Task instructions: Repeat the listing below line for line, without changing anything.

Records from a dataset:
■ ■ ■ ■

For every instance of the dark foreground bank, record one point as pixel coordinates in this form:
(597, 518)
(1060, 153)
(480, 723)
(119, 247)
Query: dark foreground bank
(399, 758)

■ ■ ■ ■

Response:
For every instance of the dark foreground bank, record one point as pixel coordinates in this form:
(597, 518)
(1060, 153)
(480, 723)
(119, 247)
Query: dark foreground bank
(399, 758)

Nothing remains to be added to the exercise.